**** Records for the task

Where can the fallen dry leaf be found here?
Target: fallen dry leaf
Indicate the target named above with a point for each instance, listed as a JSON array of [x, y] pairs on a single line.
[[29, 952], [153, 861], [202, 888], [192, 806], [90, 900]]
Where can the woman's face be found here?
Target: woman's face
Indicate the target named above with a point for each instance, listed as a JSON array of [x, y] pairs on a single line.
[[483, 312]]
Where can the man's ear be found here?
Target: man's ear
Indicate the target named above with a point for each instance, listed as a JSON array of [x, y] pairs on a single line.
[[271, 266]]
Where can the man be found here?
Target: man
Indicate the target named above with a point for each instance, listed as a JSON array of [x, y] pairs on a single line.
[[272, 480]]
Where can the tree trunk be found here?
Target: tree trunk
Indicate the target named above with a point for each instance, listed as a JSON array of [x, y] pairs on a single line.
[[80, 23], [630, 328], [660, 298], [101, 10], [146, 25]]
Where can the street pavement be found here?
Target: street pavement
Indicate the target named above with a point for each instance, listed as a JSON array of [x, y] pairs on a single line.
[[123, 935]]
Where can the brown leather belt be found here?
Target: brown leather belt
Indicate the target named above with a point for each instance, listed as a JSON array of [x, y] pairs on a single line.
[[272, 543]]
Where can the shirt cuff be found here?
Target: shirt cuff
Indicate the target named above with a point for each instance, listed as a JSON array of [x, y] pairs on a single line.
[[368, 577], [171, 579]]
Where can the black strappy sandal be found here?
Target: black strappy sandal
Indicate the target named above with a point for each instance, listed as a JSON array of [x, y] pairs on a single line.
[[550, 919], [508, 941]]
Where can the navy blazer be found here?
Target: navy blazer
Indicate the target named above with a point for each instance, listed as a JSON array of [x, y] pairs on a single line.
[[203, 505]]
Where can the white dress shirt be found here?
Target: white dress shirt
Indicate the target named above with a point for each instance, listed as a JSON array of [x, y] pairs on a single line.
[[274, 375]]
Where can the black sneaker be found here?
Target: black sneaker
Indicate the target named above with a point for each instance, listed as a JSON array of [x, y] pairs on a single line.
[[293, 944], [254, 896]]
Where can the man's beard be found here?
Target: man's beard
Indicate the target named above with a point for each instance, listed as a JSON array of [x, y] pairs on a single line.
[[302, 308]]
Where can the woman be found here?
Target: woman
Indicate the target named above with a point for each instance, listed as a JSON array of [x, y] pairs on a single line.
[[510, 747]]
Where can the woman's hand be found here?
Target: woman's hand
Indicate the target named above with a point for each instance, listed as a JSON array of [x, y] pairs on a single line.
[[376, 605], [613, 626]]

********

| Activity |
The line above containing "Where can the shirt cuff be found here?", the line containing "Target: man's beard", and every line between them are to be transcribed exactly; no other line is wanted.

| Task output |
Where can the shirt cuff be found here?
Target: shirt cuff
Indicate the target named above with a point for each instance, listed as a JSON array of [x, y] pairs on a single line.
[[368, 577], [171, 579]]
Where can the black strappy sandal be found here?
Target: black strappy sandal
Indicate the target named above with a point for each instance, listed as a JSON array of [x, y] pairs on a single line.
[[550, 919], [508, 941]]
Where can the navy blazer be found here?
Target: navy blazer
Indicate the target named above with a point for each instance, listed as a JSON array of [x, y] pairs on a single line.
[[203, 505]]
Where can the white dress shirt be found here?
Target: white dress shirt
Indicate the target named above with a point for each instance, listed as a JSON array of [x, y] pairs on a single line.
[[274, 375]]
Where can the black sneaker be found here?
Target: black sneaker
Indicate the target named above with a point for each instance, listed as a JSON array of [x, y] pairs on a single line.
[[293, 944], [254, 896]]
Where can the man's beard be found here?
Target: man's beard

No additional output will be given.